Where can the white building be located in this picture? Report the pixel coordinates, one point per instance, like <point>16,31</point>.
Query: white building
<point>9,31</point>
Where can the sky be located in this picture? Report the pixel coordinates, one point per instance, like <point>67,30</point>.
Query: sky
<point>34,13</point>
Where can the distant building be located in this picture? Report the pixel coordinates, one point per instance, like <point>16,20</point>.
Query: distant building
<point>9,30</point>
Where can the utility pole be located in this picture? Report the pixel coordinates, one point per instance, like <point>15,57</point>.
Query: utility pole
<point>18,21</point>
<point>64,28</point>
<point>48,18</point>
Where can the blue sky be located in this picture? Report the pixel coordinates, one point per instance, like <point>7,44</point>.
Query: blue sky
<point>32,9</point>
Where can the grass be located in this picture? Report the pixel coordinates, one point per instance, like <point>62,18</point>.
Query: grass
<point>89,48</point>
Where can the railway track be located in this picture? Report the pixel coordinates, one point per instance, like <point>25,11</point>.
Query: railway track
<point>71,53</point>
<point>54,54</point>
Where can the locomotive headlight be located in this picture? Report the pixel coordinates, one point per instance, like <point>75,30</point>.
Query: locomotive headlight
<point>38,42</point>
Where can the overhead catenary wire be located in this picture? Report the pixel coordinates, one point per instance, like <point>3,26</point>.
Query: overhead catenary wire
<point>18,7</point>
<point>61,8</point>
● ● ● ● ● ● ●
Quote all the records exactly, please, leaving none out.

§ COMPLETED TASK
Where can the white building be located in this picture? Report the pixel coordinates, one point per instance, like <point>16,31</point>.
Query: white building
<point>9,31</point>
Where can the sky be located in this picture? Report the pixel coordinates, one point per instance, like <point>67,30</point>.
Query: sky
<point>34,13</point>
Where can the distant building be located in this picture? Report the pixel coordinates, one point per instance, like <point>16,20</point>.
Query: distant building
<point>9,30</point>
Where can the utility pole be located in this picture? Report the pixel coordinates, one point per instance, like <point>15,57</point>.
Query: utility pole
<point>18,21</point>
<point>64,28</point>
<point>48,18</point>
Where can the blue sky be located in this picture? Report the pixel coordinates, one point per instance, like <point>7,44</point>.
Query: blue sky
<point>32,9</point>
Where can the grass be located in this picture? Report the pixel coordinates, one point per instance, like <point>62,18</point>.
Query: grass
<point>89,48</point>
Where can the railway track be located in this picture? Report the pixel coordinates, one point per instance, like <point>25,11</point>.
Query: railway track
<point>71,53</point>
<point>54,54</point>
Where can the locomotive headlight be located in this picture? Report the pixel coordinates, one point per instance, like <point>75,30</point>.
Query: locomotive headlight
<point>38,42</point>
Where can the overhead catenary wire be located in this picture? Report the pixel coordinates, one point per instance, like <point>3,26</point>.
Query: overhead catenary wire
<point>18,7</point>
<point>61,8</point>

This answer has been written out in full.